Copy, without alteration, the lines beginning with the line that contains "103L26 102L7 103L1" and continuing through the line that contains "positive clicks: (87, 134)".
++++ Data to examine ++++
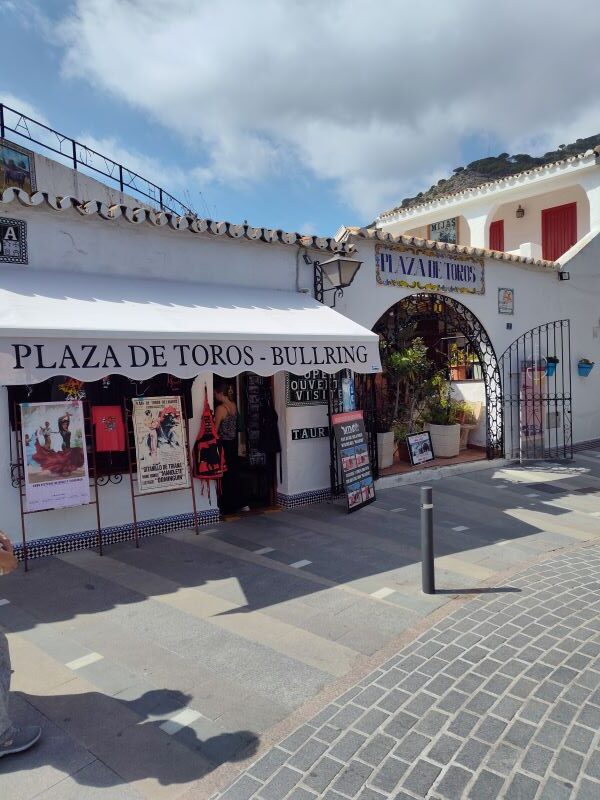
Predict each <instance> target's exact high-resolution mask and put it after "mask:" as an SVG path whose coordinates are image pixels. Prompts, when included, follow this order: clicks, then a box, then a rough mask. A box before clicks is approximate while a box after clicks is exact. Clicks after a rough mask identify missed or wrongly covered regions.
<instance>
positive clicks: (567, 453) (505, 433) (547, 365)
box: [500, 319, 573, 461]
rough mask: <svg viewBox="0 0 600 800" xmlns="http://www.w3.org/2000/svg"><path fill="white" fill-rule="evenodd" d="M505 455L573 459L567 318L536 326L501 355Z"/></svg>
mask: <svg viewBox="0 0 600 800" xmlns="http://www.w3.org/2000/svg"><path fill="white" fill-rule="evenodd" d="M500 371H501V374H502V385H503V387H504V407H505V418H506V433H505V453H506V457H507V458H518V459H519V460H520V461H525V460H538V459H545V460H554V459H571V458H573V435H572V422H571V414H572V402H571V325H570V321H569V320H568V319H561V320H556V321H555V322H546V323H544V324H543V325H538V326H537V327H536V328H532V329H531V330H529V331H527V332H526V333H524V334H522V335H521V336H519V338H518V339H515V341H514V342H513V343H512V344H511V345H510V347H508V348H507V349H506V350H505V352H504V353H503V354H502V356H501V358H500Z"/></svg>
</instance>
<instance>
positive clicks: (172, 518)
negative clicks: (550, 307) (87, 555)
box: [15, 509, 219, 560]
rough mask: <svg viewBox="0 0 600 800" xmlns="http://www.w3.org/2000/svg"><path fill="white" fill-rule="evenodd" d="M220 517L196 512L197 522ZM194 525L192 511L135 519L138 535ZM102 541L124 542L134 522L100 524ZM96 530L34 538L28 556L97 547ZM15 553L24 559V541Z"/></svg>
mask: <svg viewBox="0 0 600 800" xmlns="http://www.w3.org/2000/svg"><path fill="white" fill-rule="evenodd" d="M218 521H219V510H218V509H211V510H209V511H199V512H198V523H199V524H200V525H214V524H215V523H216V522H218ZM193 527H194V515H193V514H192V513H189V514H177V515H176V516H173V517H163V518H161V519H149V520H143V521H142V522H138V536H139V537H140V538H142V537H144V536H156V535H157V534H159V533H169V532H171V531H178V530H182V529H183V528H193ZM101 534H102V544H103V545H105V544H116V543H117V542H126V541H128V540H130V539H134V538H135V534H134V530H133V523H131V522H129V523H127V524H126V525H115V526H113V527H110V528H102V529H101ZM97 545H98V532H97V531H95V530H91V531H80V532H79V533H66V534H64V535H63V536H50V537H48V538H47V539H34V540H33V541H31V542H27V558H40V557H42V556H55V555H59V554H60V553H69V552H71V551H73V550H87V549H90V548H94V547H97ZM15 555H16V556H17V558H18V559H20V560H22V559H23V545H15Z"/></svg>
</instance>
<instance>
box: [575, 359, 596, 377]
mask: <svg viewBox="0 0 600 800" xmlns="http://www.w3.org/2000/svg"><path fill="white" fill-rule="evenodd" d="M593 367H594V362H593V361H590V360H589V358H580V359H579V361H578V362H577V372H578V374H579V375H581V377H582V378H586V377H587V376H588V375H589V374H590V372H591V371H592V369H593Z"/></svg>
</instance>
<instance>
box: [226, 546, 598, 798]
mask: <svg viewBox="0 0 600 800" xmlns="http://www.w3.org/2000/svg"><path fill="white" fill-rule="evenodd" d="M509 585H510V588H511V589H512V590H513V591H507V592H505V593H504V594H502V595H501V596H497V595H494V596H493V597H490V596H489V595H488V596H486V595H485V594H483V595H482V596H480V597H478V598H477V599H476V600H473V601H471V602H469V603H467V604H465V605H463V606H461V607H460V608H459V609H458V610H456V611H455V612H453V613H452V614H451V615H449V616H447V617H446V618H445V619H443V620H442V621H440V622H438V623H437V624H435V625H434V626H433V627H431V628H430V629H429V630H428V631H427V632H426V633H424V634H423V635H421V636H420V637H419V638H418V639H417V640H416V641H414V642H413V643H411V644H410V645H409V646H407V647H405V648H404V649H402V650H401V651H400V652H399V653H398V654H397V655H396V656H395V657H393V658H391V659H390V660H388V661H387V662H386V663H385V664H383V665H382V666H381V668H380V669H376V670H375V671H374V672H372V673H371V674H370V675H368V676H367V677H366V678H365V679H364V680H361V681H360V682H359V683H358V684H357V685H356V686H355V687H354V688H352V689H350V690H349V691H346V693H345V694H343V695H342V696H341V697H339V698H338V699H337V700H336V701H335V702H333V703H330V704H329V705H327V706H326V707H325V708H324V709H323V710H322V711H321V712H320V713H319V714H317V716H315V717H314V718H313V719H311V720H309V722H308V723H306V724H304V725H302V727H300V728H299V729H298V730H296V731H295V732H293V733H292V734H291V735H289V736H288V737H287V738H286V739H285V740H284V741H282V742H281V743H280V744H279V745H278V746H276V747H274V748H272V749H271V750H270V751H269V752H267V753H266V754H265V755H263V756H262V758H261V759H260V760H259V761H257V762H256V763H255V764H254V765H253V766H251V767H250V768H249V769H248V770H246V772H245V773H244V774H243V775H242V776H241V777H239V779H238V780H237V781H236V782H235V783H234V784H233V785H232V786H230V787H229V788H228V789H227V790H226V791H225V792H224V793H222V794H220V795H218V797H219V800H249V798H260V800H283V798H289V800H310V799H311V798H323V800H343V798H360V800H384V798H395V800H409V798H430V799H431V800H434V799H435V800H437V799H438V798H444V800H458V799H459V798H473V800H488V799H489V800H492V799H494V800H495V798H506V799H507V800H534V798H535V800H567V798H574V800H598V799H599V798H600V739H599V737H600V734H599V730H600V614H599V611H600V546H599V545H593V546H585V547H581V548H578V549H577V550H576V551H574V552H571V553H570V554H562V555H559V556H557V557H554V558H551V559H549V560H547V561H545V562H543V563H541V564H540V565H538V566H535V567H533V568H530V569H528V570H526V571H525V572H522V573H521V574H520V575H518V576H517V577H515V578H514V579H511V580H510V581H509Z"/></svg>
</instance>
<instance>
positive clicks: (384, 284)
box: [375, 247, 485, 294]
mask: <svg viewBox="0 0 600 800" xmlns="http://www.w3.org/2000/svg"><path fill="white" fill-rule="evenodd" d="M375 267H376V279H377V283H378V284H379V285H380V286H402V287H406V288H408V289H426V290H429V291H436V290H442V291H445V292H460V293H462V294H483V293H484V292H485V283H484V270H483V262H482V261H477V260H470V259H469V260H467V259H456V258H451V257H449V256H446V255H441V254H440V253H439V252H438V251H436V250H423V251H419V252H411V251H408V250H400V249H393V248H385V247H381V248H377V250H376V253H375Z"/></svg>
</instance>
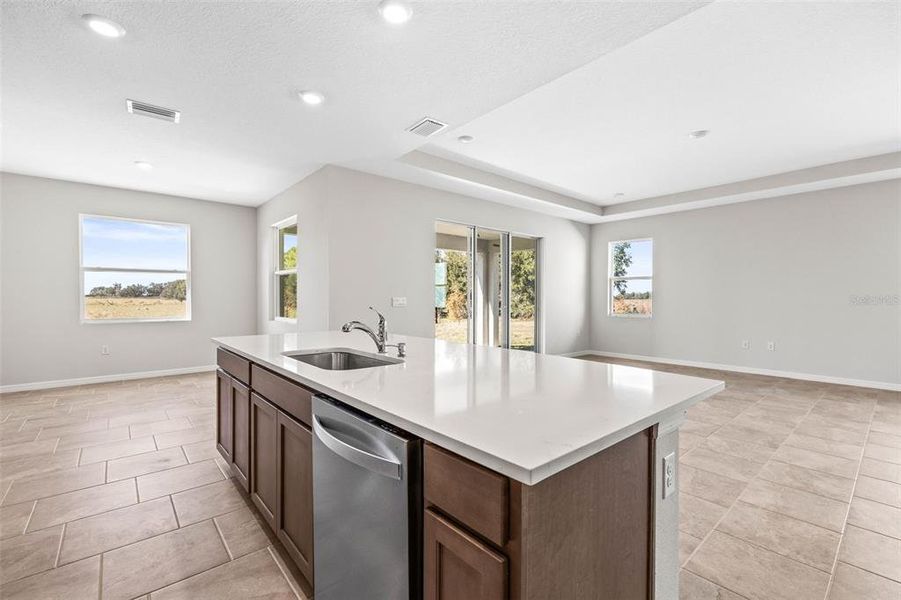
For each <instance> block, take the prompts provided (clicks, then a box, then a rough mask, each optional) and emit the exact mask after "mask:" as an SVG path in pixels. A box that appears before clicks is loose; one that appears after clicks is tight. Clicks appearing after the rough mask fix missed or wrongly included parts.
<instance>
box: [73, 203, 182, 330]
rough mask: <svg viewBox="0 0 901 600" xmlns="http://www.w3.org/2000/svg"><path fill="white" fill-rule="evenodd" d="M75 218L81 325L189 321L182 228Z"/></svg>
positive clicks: (148, 222)
mask: <svg viewBox="0 0 901 600" xmlns="http://www.w3.org/2000/svg"><path fill="white" fill-rule="evenodd" d="M79 219H80V235H81V290H82V292H81V320H82V322H85V323H90V322H123V321H190V320H191V258H190V257H191V251H190V244H191V241H190V240H191V228H190V227H189V226H188V225H184V224H181V223H159V222H156V221H137V220H134V219H123V218H116V217H99V216H95V215H80V217H79Z"/></svg>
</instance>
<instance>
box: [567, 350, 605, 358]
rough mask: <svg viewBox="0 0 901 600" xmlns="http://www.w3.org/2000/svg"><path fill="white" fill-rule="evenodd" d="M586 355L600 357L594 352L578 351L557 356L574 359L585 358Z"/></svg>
mask: <svg viewBox="0 0 901 600" xmlns="http://www.w3.org/2000/svg"><path fill="white" fill-rule="evenodd" d="M586 354H594V355H596V356H600V355H599V354H598V353H597V352H595V351H594V350H579V351H578V352H564V353H563V354H558V355H557V356H563V357H566V358H575V357H576V356H585V355H586Z"/></svg>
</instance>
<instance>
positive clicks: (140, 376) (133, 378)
mask: <svg viewBox="0 0 901 600" xmlns="http://www.w3.org/2000/svg"><path fill="white" fill-rule="evenodd" d="M215 370H216V365H202V366H198V367H184V368H181V369H162V370H160V371H137V372H134V373H118V374H113V375H98V376H96V377H79V378H76V379H56V380H54V381H33V382H31V383H14V384H11V385H0V394H9V393H11V392H27V391H31V390H49V389H53V388H59V387H71V386H75V385H88V384H91V383H112V382H117V381H130V380H132V379H149V378H151V377H168V376H171V375H190V374H192V373H206V372H207V371H215Z"/></svg>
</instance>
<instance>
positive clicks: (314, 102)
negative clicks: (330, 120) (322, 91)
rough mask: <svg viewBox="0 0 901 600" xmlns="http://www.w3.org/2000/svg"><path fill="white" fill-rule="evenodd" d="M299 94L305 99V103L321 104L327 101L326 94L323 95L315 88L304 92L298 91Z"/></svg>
mask: <svg viewBox="0 0 901 600" xmlns="http://www.w3.org/2000/svg"><path fill="white" fill-rule="evenodd" d="M297 95H298V96H299V97H300V99H301V100H303V102H304V104H309V105H310V106H319V105H320V104H322V103H323V102H325V96H323V95H322V94H321V93H320V92H316V91H313V90H304V91H302V92H298V93H297Z"/></svg>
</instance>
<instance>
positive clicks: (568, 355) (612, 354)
mask: <svg viewBox="0 0 901 600" xmlns="http://www.w3.org/2000/svg"><path fill="white" fill-rule="evenodd" d="M586 354H590V355H592V356H606V357H609V358H624V359H626V360H642V361H645V362H651V363H658V364H664V365H678V366H681V367H697V368H699V369H715V370H718V371H732V372H734V373H750V374H752V375H767V376H769V377H785V378H786V379H800V380H802V381H818V382H820V383H834V384H836V385H852V386H855V387H865V388H873V389H877V390H890V391H895V392H897V391H901V383H892V382H890V381H870V380H868V379H851V378H848V377H833V376H831V375H817V374H814V373H797V372H794V371H779V370H776V369H761V368H758V367H743V366H739V365H723V364H719V363H708V362H701V361H696V360H681V359H678V358H659V357H656V356H644V355H641V354H623V353H621V352H605V351H602V350H585V351H583V352H567V353H566V354H560V355H559V356H566V357H576V356H584V355H586Z"/></svg>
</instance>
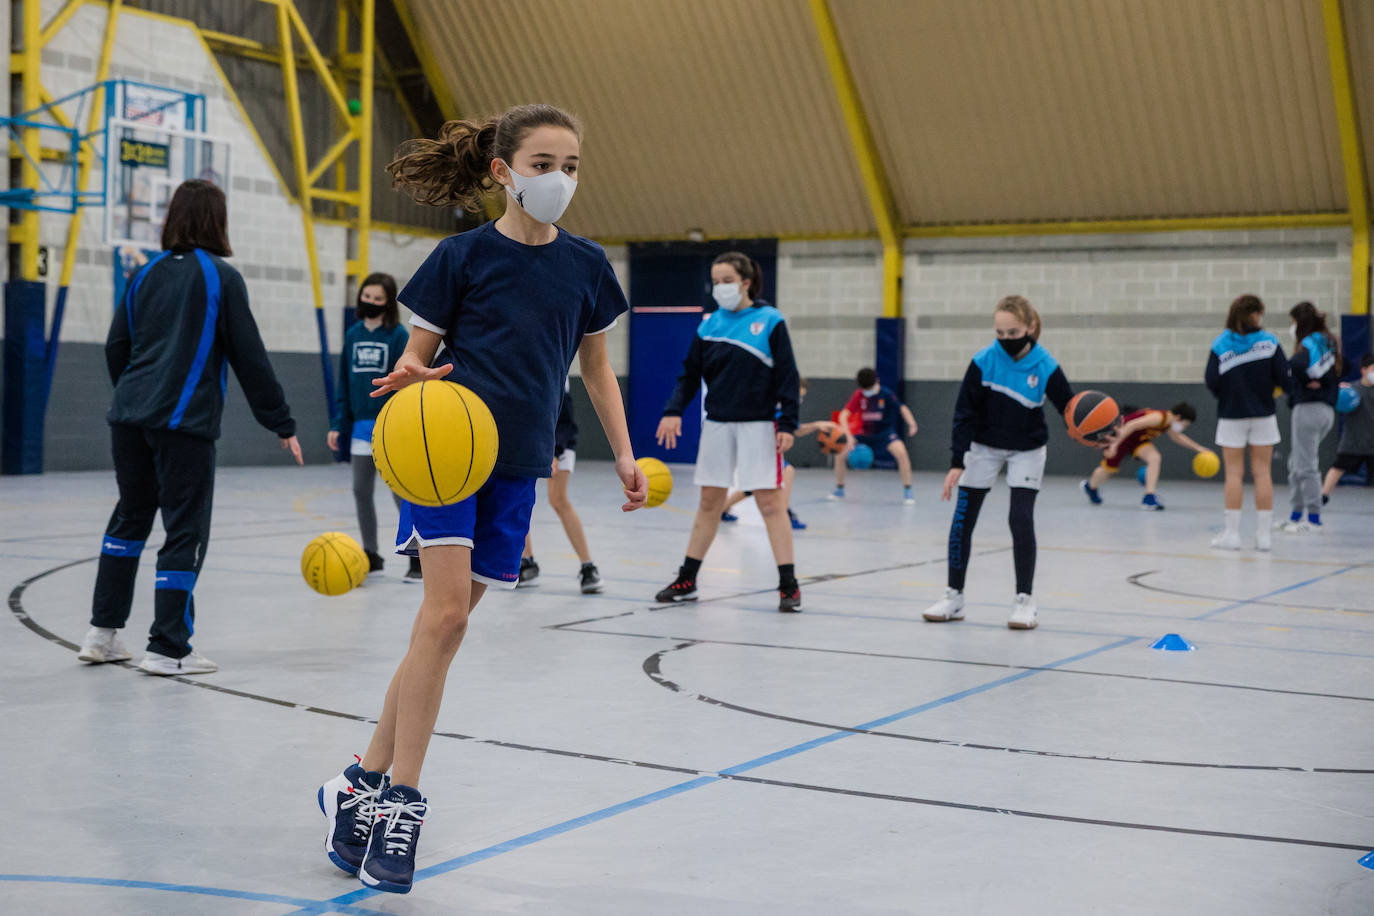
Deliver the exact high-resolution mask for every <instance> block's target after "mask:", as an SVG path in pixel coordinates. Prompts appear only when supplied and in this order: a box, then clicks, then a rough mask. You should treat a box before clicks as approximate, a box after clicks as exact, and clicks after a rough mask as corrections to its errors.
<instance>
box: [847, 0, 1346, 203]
mask: <svg viewBox="0 0 1374 916" xmlns="http://www.w3.org/2000/svg"><path fill="white" fill-rule="evenodd" d="M831 1H833V8H834V10H835V16H837V21H838V27H840V32H841V37H842V38H844V41H845V47H846V52H848V56H849V60H851V63H852V67H853V70H855V76H856V80H857V82H859V88H860V93H861V96H863V99H864V104H866V107H867V110H868V115H870V119H871V121H872V126H874V132H875V135H877V141H878V146H879V151H881V154H882V157H883V161H885V162H886V166H888V172H889V174H890V177H892V181H893V185H894V187H893V192H894V195H896V198H897V202H899V207H900V211H901V217H903V220H904V221H907V222H908V224H936V222H993V221H1024V220H1090V218H1128V217H1171V216H1213V214H1250V213H1316V211H1331V210H1342V209H1344V207H1345V191H1344V179H1342V170H1341V159H1340V139H1338V135H1337V128H1336V115H1334V108H1333V106H1331V93H1330V77H1329V71H1327V63H1326V51H1325V37H1323V32H1322V15H1320V5H1319V4H1318V3H1314V1H1312V0H1227V1H1226V3H1198V1H1197V0H1151V1H1150V3H1131V1H1120V3H1116V1H1113V3H1103V1H1101V0H980V1H978V3H967V1H966V0H922V1H921V3H905V1H903V0H831Z"/></svg>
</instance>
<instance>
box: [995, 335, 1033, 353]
mask: <svg viewBox="0 0 1374 916" xmlns="http://www.w3.org/2000/svg"><path fill="white" fill-rule="evenodd" d="M1029 341H1031V338H1028V336H1002V338H998V343H1000V345H1002V349H1003V350H1006V352H1007V356H1015V354H1017V353H1020V352H1021V349H1022V347H1024V346H1025V345H1026V343H1028V342H1029Z"/></svg>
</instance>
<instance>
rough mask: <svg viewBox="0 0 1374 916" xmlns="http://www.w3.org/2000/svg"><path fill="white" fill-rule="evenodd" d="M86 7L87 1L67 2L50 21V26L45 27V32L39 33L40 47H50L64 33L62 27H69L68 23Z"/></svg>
mask: <svg viewBox="0 0 1374 916" xmlns="http://www.w3.org/2000/svg"><path fill="white" fill-rule="evenodd" d="M84 5H85V0H67V1H66V3H65V4H63V5H62V8H60V10H58V12H56V15H54V16H52V18H51V19H48V25H45V26H43V32H40V33H38V47H40V48H45V47H48V43H49V41H52V38H54V37H56V34H58V33H59V32H62V26H65V25H67V21H69V19H70V18H71V16H74V15H76V14H77V10H80V8H81V7H84Z"/></svg>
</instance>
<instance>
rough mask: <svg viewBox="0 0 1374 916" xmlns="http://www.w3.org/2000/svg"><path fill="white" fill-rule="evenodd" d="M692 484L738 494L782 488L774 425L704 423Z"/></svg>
mask: <svg viewBox="0 0 1374 916" xmlns="http://www.w3.org/2000/svg"><path fill="white" fill-rule="evenodd" d="M692 483H695V485H697V486H724V488H727V489H728V488H735V489H736V490H776V489H778V488H779V486H782V456H780V455H778V438H776V433H775V426H774V422H772V420H749V422H745V423H720V422H717V420H702V424H701V448H699V449H698V450H697V472H695V474H694V475H692Z"/></svg>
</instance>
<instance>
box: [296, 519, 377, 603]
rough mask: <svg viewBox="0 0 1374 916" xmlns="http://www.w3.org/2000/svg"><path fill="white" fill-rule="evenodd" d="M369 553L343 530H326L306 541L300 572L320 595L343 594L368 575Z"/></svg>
mask: <svg viewBox="0 0 1374 916" xmlns="http://www.w3.org/2000/svg"><path fill="white" fill-rule="evenodd" d="M367 573H368V563H367V553H364V552H363V548H361V547H359V542H357V541H354V540H353V538H352V537H349V536H348V534H345V533H343V531H326V533H324V534H320V536H319V537H317V538H315V540H313V541H311V542H309V544H306V545H305V552H304V553H301V575H304V577H305V584H306V585H309V586H311V588H313V589H315V591H316V592H319V593H320V595H331V596H333V595H343V593H345V592H350V591H353V589H354V588H357V586H359V585H361V584H363V580H365V578H367Z"/></svg>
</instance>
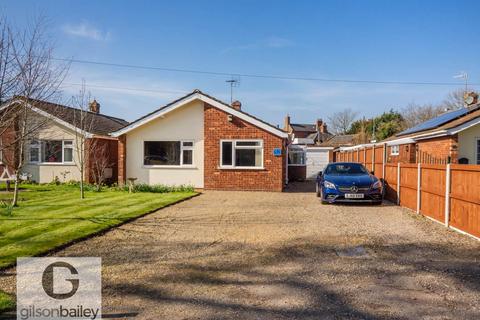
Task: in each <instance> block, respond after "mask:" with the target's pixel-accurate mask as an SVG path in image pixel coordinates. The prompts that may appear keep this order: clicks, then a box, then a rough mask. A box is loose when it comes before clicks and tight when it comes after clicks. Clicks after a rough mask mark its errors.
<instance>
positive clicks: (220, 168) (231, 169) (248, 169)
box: [217, 167, 265, 171]
mask: <svg viewBox="0 0 480 320" xmlns="http://www.w3.org/2000/svg"><path fill="white" fill-rule="evenodd" d="M217 169H218V170H256V171H261V170H265V168H264V167H217Z"/></svg>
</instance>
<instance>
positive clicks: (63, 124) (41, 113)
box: [0, 100, 93, 138]
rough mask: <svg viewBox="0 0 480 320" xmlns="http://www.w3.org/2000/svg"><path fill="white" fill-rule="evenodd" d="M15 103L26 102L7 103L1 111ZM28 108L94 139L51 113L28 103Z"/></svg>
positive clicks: (87, 134) (53, 120) (65, 126)
mask: <svg viewBox="0 0 480 320" xmlns="http://www.w3.org/2000/svg"><path fill="white" fill-rule="evenodd" d="M15 103H24V101H22V100H14V101H11V102H9V103H7V104H6V105H4V106H2V107H1V108H0V111H1V110H3V109H5V108H8V107H9V106H11V105H12V104H15ZM27 106H28V107H29V108H30V110H32V111H34V112H36V113H38V114H40V115H42V116H44V117H45V118H47V119H50V120H52V121H55V122H56V123H58V124H60V125H62V126H64V127H66V128H68V129H70V130H72V131H74V132H78V133H80V134H81V135H83V136H85V137H86V138H92V137H93V134H92V133H90V132H87V131H84V130H80V129H79V128H77V127H75V126H74V125H72V124H70V123H68V122H66V121H63V120H62V119H60V118H57V117H55V116H54V115H52V114H50V113H48V112H45V111H43V110H41V109H39V108H37V107H34V106H32V105H31V104H30V103H27Z"/></svg>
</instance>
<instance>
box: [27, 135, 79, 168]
mask: <svg viewBox="0 0 480 320" xmlns="http://www.w3.org/2000/svg"><path fill="white" fill-rule="evenodd" d="M28 155H29V161H30V162H31V163H73V141H72V140H32V141H31V143H30V148H29V152H28Z"/></svg>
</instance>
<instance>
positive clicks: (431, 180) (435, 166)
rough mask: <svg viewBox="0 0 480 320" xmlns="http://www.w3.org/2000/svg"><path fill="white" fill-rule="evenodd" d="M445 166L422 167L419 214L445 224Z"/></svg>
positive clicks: (445, 170) (445, 169)
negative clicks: (431, 218) (423, 215)
mask: <svg viewBox="0 0 480 320" xmlns="http://www.w3.org/2000/svg"><path fill="white" fill-rule="evenodd" d="M446 171H447V170H446V166H445V165H422V176H421V187H420V189H421V199H422V201H421V203H420V213H421V214H423V215H426V216H428V217H430V218H433V219H435V220H437V221H439V222H442V223H444V222H445V183H446Z"/></svg>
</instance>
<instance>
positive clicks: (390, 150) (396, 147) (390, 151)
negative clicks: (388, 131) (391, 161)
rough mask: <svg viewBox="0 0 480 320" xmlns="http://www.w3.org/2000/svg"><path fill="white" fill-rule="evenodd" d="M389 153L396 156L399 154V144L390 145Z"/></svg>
mask: <svg viewBox="0 0 480 320" xmlns="http://www.w3.org/2000/svg"><path fill="white" fill-rule="evenodd" d="M390 154H391V155H392V156H398V155H399V154H400V146H399V145H396V146H391V148H390Z"/></svg>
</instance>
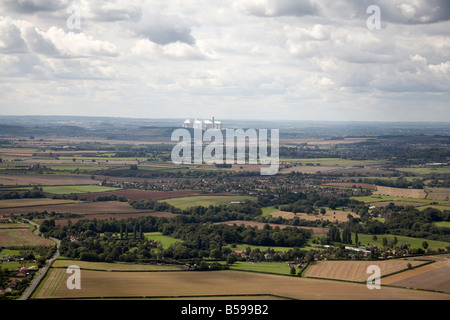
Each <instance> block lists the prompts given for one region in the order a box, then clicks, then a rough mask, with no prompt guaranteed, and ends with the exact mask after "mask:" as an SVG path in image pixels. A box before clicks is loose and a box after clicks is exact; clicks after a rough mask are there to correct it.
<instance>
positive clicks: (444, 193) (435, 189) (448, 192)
mask: <svg viewBox="0 0 450 320" xmlns="http://www.w3.org/2000/svg"><path fill="white" fill-rule="evenodd" d="M426 191H427V199H430V200H437V201H449V200H450V188H427V189H426Z"/></svg>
++++
* [Output of the task]
rough mask: <svg viewBox="0 0 480 320" xmlns="http://www.w3.org/2000/svg"><path fill="white" fill-rule="evenodd" d="M15 103L26 102L7 103L1 111ZM28 108L94 139L51 113L28 103Z"/></svg>
positive clicks: (87, 134) (53, 120) (65, 126)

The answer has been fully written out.